(Extracted text):

By the early 1900s, the only relatively large trees left over, maybe because even goats can't digest them without experiencing ill effects, were manzaliña [Hippomane mancinella], feared all over the region because it's highly poisonous. Ironically, this was the first Curaçao tree to get protected by law.
The fact that the island looks so different now makes it very hard for us to judge about its agricultural possibilities in the past. It is almost impossible to believe that the place could produce enough vegetables and fruit to supply its own population. Except for fish, a further supply of meat and stock foods like potatoes, beans, yams and grains must have been imported. Witness to this is the krioyo kitchen, where many recipes are based on salted meat and salted fish.
The many 'plantations' quite often were not in use for agriculture but, rather, were facilities to produce salt. This was Curaçao's most important export commodity. Other items were not grown here at all but, like 'Curaçao aloe', mostly on Aruba and Bonaire; still others were just shipped here from other places in transit to Europe.
This is less surprising when you consider that even on the English islands (like Jamaica, with rain a-plenty) there was not enough food for the needs of the plantation slaves. Which was why the English imported the bread fruit tree from Polynesia - remember captain Bligh's Bounty?

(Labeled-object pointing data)

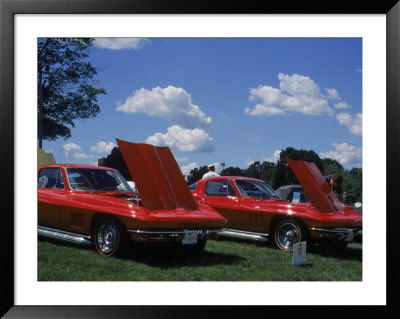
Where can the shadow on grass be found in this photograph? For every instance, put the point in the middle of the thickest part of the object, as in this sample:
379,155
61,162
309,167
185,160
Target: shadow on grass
169,256
163,256
348,253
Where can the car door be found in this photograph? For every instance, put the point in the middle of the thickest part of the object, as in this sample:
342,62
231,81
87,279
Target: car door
51,195
220,195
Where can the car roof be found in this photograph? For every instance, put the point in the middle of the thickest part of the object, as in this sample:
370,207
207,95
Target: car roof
233,177
77,166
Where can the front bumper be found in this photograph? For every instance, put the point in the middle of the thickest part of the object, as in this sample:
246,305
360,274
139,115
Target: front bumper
140,235
339,234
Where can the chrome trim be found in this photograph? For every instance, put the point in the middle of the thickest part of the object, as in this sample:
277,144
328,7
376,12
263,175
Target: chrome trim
171,234
243,234
64,235
334,231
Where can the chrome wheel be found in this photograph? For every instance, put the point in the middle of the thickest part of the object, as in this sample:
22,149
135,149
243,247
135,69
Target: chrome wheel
107,237
287,233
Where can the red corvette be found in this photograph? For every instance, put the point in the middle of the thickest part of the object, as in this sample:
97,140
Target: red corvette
255,211
95,205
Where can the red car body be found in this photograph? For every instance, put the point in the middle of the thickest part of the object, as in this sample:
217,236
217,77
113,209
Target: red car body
270,218
164,210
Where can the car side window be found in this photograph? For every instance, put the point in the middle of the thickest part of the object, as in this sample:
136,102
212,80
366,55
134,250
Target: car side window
298,197
51,178
219,188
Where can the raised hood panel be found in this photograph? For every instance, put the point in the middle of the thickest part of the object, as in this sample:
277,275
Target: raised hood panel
318,190
157,176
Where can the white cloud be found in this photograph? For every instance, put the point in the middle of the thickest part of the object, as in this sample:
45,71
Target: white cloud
187,168
74,150
354,123
296,94
333,94
342,105
347,155
103,147
171,103
275,157
182,159
182,139
121,43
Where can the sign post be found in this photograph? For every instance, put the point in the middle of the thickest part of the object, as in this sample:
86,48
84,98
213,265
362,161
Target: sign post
299,253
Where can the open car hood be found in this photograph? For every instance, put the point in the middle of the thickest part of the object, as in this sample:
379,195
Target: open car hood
317,189
157,176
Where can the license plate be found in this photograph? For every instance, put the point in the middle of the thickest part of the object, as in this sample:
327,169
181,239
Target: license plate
349,238
190,238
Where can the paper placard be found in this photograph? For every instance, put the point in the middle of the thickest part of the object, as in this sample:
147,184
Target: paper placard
299,253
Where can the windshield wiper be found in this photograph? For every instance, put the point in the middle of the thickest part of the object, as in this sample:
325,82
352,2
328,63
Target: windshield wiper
106,188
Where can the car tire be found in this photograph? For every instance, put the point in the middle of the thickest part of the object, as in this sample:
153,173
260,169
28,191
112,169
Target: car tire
107,236
287,233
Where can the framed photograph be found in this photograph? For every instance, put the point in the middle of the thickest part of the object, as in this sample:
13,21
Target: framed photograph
376,26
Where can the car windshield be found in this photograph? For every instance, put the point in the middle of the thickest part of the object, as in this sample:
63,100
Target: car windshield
249,188
90,179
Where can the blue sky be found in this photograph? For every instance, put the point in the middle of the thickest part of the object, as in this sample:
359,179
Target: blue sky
233,100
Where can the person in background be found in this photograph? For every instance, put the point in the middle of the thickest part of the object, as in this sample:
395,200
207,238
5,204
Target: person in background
211,171
335,182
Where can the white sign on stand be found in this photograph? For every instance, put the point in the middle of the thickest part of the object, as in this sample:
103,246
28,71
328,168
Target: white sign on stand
299,253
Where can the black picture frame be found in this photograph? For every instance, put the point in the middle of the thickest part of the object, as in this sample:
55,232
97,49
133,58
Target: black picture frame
8,10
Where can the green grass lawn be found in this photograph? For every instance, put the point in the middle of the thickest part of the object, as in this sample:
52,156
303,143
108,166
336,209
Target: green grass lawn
221,260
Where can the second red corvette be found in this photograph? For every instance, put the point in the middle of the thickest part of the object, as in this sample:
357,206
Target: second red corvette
255,211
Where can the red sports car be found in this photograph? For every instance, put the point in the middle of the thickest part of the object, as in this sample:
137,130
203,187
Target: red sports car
255,211
95,205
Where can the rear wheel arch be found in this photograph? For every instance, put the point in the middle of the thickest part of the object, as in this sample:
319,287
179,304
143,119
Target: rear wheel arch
279,219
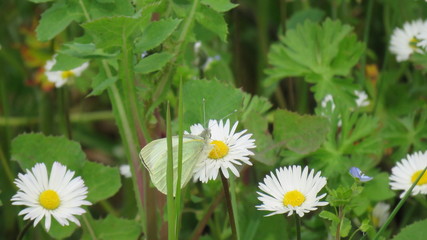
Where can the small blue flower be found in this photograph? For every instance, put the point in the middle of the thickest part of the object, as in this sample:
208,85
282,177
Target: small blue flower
357,173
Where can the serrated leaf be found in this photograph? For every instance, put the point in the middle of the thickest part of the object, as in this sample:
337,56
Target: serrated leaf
102,185
85,50
329,216
66,62
56,19
112,31
153,62
311,14
99,87
212,21
300,133
220,5
32,148
60,232
220,100
415,231
113,228
319,53
156,33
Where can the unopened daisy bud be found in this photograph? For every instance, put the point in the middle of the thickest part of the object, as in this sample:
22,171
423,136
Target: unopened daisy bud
58,195
357,173
291,190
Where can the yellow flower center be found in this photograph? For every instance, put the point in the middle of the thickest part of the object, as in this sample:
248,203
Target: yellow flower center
49,199
423,179
67,74
219,151
294,198
413,43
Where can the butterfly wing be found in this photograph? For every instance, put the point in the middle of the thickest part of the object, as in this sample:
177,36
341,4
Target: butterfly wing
154,158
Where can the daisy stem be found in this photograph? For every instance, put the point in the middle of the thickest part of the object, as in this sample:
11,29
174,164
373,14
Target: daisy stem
298,226
229,206
24,230
399,205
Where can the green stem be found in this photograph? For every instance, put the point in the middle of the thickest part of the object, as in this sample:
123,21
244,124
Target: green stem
6,167
229,206
89,227
24,230
399,205
186,28
298,226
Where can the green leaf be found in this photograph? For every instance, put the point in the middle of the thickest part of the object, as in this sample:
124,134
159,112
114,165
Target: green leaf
60,232
156,33
329,216
32,148
220,5
300,133
220,101
85,50
113,228
102,185
100,86
56,19
311,14
415,231
112,31
212,21
316,52
66,62
153,62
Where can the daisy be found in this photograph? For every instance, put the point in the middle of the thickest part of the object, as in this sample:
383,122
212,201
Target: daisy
404,40
60,78
230,149
407,171
58,195
380,214
291,190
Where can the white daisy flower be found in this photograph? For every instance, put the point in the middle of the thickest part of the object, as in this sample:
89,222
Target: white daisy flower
380,214
404,40
229,149
291,190
125,170
58,195
407,171
60,78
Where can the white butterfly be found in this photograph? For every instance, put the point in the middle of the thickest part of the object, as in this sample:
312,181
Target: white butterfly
154,157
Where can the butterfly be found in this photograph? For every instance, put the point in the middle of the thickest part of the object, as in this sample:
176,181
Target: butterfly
154,157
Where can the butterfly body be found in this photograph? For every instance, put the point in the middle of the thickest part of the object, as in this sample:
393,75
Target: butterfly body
154,158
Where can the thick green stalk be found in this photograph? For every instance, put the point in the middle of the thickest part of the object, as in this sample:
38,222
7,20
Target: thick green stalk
169,179
229,206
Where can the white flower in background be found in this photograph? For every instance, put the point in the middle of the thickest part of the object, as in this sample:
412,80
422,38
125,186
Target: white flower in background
380,214
362,98
125,170
60,78
291,190
404,40
407,171
328,99
58,195
229,149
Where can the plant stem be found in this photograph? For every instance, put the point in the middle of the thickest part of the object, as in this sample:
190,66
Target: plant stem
298,226
229,206
89,228
24,230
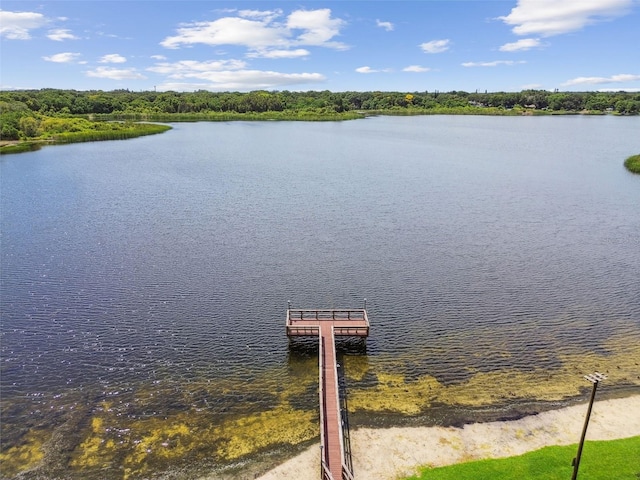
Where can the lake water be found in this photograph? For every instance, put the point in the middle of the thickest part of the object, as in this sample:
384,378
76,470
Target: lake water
145,282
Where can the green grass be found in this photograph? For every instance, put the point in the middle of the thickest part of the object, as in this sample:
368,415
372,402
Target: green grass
633,163
611,460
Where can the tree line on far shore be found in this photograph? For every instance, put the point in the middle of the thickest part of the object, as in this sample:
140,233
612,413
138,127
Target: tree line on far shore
21,111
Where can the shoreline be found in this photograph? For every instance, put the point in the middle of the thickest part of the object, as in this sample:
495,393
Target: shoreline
398,452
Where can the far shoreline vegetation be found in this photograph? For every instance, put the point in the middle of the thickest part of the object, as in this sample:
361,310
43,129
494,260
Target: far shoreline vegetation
32,118
633,163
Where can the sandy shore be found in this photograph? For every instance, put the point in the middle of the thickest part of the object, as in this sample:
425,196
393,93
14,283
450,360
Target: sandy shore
386,454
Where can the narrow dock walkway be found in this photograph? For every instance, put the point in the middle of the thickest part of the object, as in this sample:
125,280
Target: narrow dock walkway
326,325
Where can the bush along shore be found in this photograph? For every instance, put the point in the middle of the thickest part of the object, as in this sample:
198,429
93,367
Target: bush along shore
32,131
633,164
32,118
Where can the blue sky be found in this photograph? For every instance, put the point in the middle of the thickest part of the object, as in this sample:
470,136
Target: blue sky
499,45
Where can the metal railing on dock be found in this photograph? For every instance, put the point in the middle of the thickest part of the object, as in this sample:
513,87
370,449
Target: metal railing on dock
335,441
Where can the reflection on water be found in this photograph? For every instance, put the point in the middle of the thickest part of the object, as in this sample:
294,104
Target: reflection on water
144,284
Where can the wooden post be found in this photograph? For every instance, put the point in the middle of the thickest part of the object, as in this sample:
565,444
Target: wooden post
595,379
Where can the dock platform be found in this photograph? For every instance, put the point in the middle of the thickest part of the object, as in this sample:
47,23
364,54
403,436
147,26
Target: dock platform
327,325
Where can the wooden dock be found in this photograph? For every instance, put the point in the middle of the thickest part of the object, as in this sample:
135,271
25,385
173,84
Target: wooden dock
335,455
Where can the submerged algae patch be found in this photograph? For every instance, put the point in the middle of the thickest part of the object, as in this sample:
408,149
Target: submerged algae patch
212,423
25,456
283,425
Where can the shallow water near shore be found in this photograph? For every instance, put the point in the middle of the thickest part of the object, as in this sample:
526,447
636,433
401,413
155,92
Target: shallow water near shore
144,283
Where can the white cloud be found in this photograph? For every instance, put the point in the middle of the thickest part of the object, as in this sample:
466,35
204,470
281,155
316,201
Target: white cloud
115,73
245,80
297,53
523,44
222,75
435,46
532,86
416,69
319,28
388,26
555,17
194,69
112,58
61,34
260,33
492,64
366,69
65,57
621,78
17,25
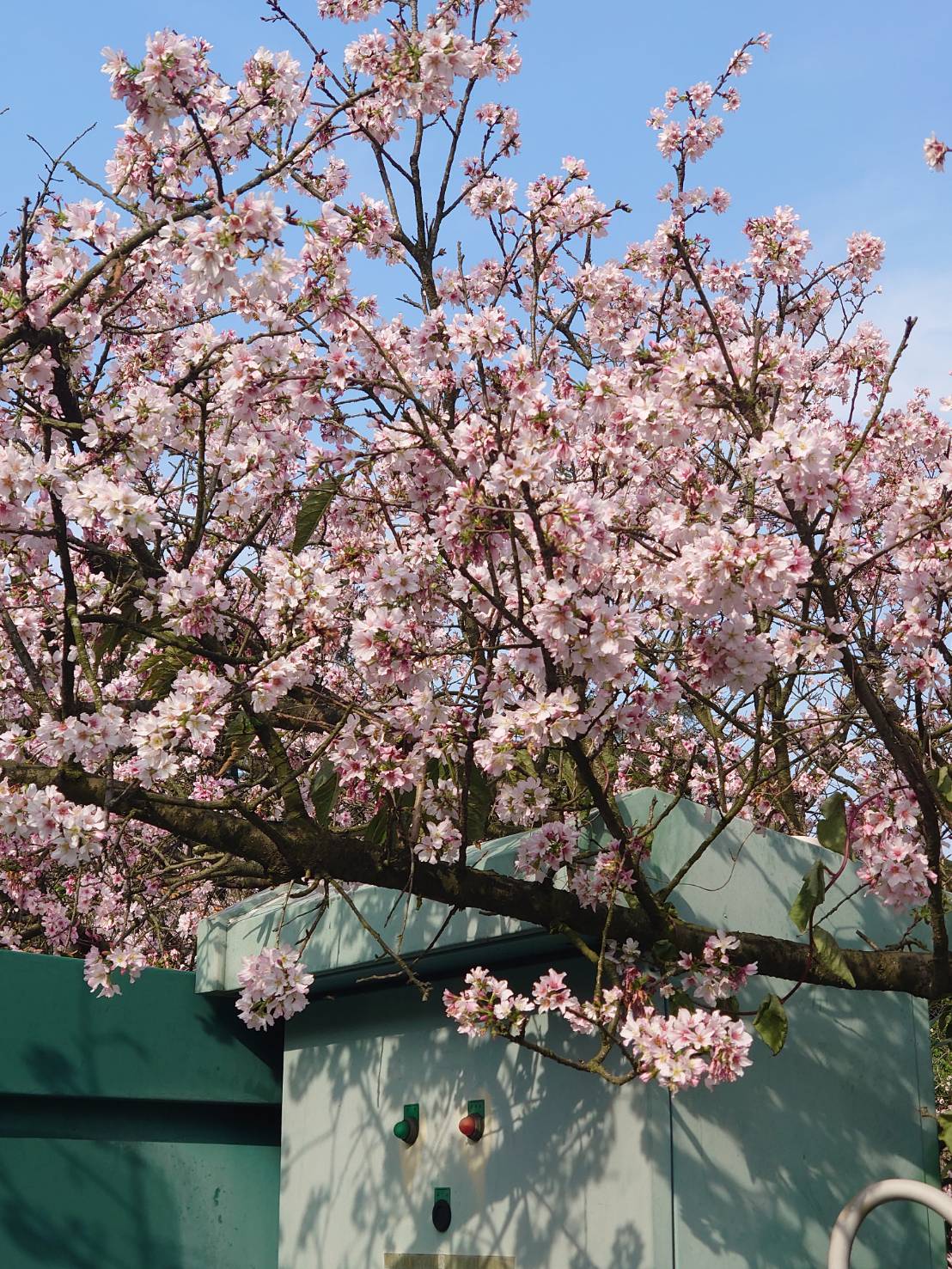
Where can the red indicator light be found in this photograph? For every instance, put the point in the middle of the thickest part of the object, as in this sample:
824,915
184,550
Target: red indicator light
471,1126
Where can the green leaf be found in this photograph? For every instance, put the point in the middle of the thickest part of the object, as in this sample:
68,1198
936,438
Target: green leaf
832,829
308,514
810,896
829,955
162,669
324,793
680,999
771,1023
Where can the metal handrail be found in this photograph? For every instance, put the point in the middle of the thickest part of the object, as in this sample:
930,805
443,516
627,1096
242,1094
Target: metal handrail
880,1192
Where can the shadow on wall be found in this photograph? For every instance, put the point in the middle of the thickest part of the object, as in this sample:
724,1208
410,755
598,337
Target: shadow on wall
760,1169
547,1178
79,1205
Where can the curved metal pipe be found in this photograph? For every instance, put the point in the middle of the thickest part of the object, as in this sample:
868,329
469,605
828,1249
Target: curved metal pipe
880,1192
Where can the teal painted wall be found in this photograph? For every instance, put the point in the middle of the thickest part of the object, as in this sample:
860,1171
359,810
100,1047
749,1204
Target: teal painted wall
138,1132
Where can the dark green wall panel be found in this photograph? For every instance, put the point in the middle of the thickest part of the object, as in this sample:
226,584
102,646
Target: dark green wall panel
101,1205
138,1132
157,1040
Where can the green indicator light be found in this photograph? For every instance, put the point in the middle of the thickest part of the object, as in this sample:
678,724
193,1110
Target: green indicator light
407,1128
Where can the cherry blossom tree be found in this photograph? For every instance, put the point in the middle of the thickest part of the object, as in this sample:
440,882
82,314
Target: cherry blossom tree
308,588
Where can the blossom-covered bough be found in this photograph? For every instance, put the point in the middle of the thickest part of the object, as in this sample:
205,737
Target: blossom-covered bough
308,588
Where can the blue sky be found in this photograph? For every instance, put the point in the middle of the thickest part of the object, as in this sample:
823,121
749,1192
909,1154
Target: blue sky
832,121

(Work instructions):
**1)** Turn the paragraph of the Curaçao text that begins "The many 'plantations'" into a short bulleted list that keeps its main facts.
**2)** According to the Curaçao text, which foods must have been imported? List every one it names.
**3)** Write the next part of the Curaçao text, picking up after its last sentence.
None of this data is needed.

(Responses in order):
**1)**
- Many Curaçao "plantations" were often used to produce salt, not for farming.
- Salt was the island's most important export.
- Some goods, like "Curaçao aloe," were mostly grown on Aruba and Bonaire, not on Curaçao.
- Other goods only passed through Curaçao on their way to Europe from elsewhere.

**2)**
- Meat
- Potatoes
- Beans
- Yams
- Grains

**3)**
The Curassow bird almost certainly never lived on the island, and while peanuts (in Dutch sausemangelen, 'Curaçao almonds') may have been grown here, that most certainly can't have been sufficient for export. Even brazía is also known here as kampèshi, after the region of Yucatán from where it was transshipped here.
maishi chiki
Growing Maize

One of the first CPIM refinery directors complained that "As soon as it rains, the blacks run off to their fields for planting." The tradition is so strong, there are people still doing this. Birds, goats, iguanas and other beasties of the fields eat their entire crop if they don't cover the stalks with some form of paper bags. Then, after all, they are only left with millet - just about the most inferior sort of grain you can find: "Barley. Caffir-corn. Gierst. Kafferkoren." Just have a look at Akira Kurosawa's movie Seven Samurai and you'll understand why (along with plenty of other marvelous things.)

My point here is, look at the trouble you have to take to grow even an inferior crop like that.
Cooled Hothouses
This was one more bright idea of Jacob Gelt Dekker. While in Holland all hothouses have gradually, steadily - slowly but surely - been taken out of service for many years because energy costs were higher than air transport of the produce for import, he thought it would be a good idea to build hothouses here and cool them to grow strawberries—for export. Nobody seemed to have considered the hard fact that cooling tends to be much more expensive than heating.
First reports on project Desert Green Houses were highly optimistic; only, the strawberries were too expensive for local consumption. Omzetbelasting (sales tax) was blamed for that (5%, which importers pay as well.) After six months the project had to be stopped. Cooling generators consumed much more diesel fuel than bargained for, and insulation was ineffective. Later, tomatoes and salad were tried.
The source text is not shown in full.